Exercise description: Copy everything from the line containing "Screenshot QA — Where is the metal pipe" down to the line containing "266, 937, 542]]" in the items below, keeping both of those lines and every character unchanged.

Stored data:
>>>
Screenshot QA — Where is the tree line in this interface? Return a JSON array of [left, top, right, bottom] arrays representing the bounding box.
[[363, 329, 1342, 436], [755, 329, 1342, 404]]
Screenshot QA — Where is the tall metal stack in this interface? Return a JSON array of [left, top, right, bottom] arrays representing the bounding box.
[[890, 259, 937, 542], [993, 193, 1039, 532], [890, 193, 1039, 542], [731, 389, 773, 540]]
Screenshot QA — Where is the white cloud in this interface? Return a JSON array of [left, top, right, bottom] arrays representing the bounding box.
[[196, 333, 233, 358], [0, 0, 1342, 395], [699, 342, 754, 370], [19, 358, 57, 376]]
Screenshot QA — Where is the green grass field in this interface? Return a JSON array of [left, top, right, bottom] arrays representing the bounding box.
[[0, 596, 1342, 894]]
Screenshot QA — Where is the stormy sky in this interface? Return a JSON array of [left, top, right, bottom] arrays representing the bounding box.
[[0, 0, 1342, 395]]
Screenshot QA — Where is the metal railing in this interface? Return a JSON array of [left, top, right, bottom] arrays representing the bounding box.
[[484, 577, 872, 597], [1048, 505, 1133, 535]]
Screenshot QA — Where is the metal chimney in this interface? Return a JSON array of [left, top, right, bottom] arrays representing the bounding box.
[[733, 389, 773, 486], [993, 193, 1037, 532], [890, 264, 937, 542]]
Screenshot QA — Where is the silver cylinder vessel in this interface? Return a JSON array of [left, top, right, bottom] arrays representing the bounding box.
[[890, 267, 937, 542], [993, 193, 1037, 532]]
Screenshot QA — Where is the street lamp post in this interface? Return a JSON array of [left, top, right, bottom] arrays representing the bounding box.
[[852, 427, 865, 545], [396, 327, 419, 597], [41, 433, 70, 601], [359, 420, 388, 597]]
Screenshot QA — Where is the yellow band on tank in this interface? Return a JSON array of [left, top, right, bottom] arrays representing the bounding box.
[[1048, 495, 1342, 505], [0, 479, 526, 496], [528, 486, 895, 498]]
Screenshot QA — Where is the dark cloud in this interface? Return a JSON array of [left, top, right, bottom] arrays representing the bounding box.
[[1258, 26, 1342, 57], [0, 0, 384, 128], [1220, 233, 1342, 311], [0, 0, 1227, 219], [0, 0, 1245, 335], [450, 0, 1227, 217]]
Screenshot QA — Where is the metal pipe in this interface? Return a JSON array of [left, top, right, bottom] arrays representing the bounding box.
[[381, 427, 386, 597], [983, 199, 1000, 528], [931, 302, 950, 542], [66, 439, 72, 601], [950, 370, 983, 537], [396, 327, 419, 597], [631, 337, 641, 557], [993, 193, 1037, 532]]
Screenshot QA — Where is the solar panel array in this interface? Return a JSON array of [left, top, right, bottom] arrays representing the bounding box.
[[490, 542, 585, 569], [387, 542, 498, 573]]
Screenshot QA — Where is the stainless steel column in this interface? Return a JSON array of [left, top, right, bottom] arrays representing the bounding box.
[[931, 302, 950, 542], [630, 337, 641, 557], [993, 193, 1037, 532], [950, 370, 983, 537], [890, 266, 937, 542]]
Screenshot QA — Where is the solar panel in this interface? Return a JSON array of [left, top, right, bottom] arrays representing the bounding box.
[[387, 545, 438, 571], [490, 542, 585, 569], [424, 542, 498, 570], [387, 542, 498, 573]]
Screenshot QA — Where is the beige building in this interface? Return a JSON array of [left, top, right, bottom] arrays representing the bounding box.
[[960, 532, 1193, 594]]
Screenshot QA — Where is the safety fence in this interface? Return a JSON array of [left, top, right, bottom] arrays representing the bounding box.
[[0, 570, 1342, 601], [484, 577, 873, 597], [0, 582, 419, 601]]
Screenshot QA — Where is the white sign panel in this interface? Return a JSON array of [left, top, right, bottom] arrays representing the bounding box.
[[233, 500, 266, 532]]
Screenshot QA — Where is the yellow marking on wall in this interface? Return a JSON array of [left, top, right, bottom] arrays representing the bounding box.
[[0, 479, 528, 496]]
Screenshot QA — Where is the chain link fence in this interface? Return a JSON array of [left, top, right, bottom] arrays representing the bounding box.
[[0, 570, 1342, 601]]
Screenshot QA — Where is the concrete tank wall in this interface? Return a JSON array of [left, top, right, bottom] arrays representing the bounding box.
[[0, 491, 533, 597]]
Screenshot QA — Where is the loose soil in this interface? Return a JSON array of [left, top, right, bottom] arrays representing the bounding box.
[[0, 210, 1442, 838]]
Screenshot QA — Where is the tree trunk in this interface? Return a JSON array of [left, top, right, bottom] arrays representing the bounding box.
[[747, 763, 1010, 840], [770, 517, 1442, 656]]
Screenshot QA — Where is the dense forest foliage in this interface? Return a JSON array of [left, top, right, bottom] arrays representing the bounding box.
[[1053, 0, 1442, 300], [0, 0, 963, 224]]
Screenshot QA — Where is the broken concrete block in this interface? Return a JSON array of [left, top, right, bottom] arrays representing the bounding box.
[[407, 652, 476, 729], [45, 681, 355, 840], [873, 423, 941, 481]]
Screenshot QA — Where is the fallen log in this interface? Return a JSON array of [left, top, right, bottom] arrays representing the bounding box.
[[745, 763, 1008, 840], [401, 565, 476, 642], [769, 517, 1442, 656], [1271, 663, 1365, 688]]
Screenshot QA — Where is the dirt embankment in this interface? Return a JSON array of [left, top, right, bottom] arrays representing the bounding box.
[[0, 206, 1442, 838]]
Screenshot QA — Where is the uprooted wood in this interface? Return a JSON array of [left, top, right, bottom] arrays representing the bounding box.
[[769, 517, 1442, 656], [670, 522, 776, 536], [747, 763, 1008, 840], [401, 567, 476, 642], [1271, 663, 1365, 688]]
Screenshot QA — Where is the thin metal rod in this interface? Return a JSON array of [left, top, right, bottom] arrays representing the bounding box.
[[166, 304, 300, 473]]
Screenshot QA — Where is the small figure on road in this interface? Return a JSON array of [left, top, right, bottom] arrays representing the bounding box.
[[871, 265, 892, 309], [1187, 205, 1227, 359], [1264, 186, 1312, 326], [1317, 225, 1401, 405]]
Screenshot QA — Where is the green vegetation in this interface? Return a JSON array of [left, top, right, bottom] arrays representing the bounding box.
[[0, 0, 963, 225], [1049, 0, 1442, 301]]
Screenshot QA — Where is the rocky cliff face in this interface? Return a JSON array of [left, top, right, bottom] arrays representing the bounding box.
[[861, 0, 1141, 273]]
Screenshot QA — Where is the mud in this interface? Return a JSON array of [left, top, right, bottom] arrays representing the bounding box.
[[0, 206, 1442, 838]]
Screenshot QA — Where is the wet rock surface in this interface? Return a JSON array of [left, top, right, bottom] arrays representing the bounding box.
<<<
Result for this exercise:
Screenshot QA — Where is the metal pipe in this interface? Return a JSON array of [left, top, right, bottom] arrays representing the bounding box.
[[381, 427, 386, 597], [983, 199, 1000, 528], [931, 302, 950, 542], [66, 439, 72, 601], [950, 370, 983, 537], [396, 327, 419, 597], [631, 337, 641, 557], [993, 193, 1037, 532]]
Screenshot QA — Where is the solar panel array in this interface? Return a JSON array of [left, top, right, bottom] arrays representing the bounding box.
[[490, 542, 585, 569], [387, 542, 498, 573]]
Screenshot QA — Where is the stainless steel column in this interface? Return a JSON array of [left, top, right, bottom] arrays representing the bounding box.
[[931, 302, 950, 542], [630, 337, 641, 557], [993, 193, 1037, 532], [950, 370, 983, 537], [890, 266, 937, 542]]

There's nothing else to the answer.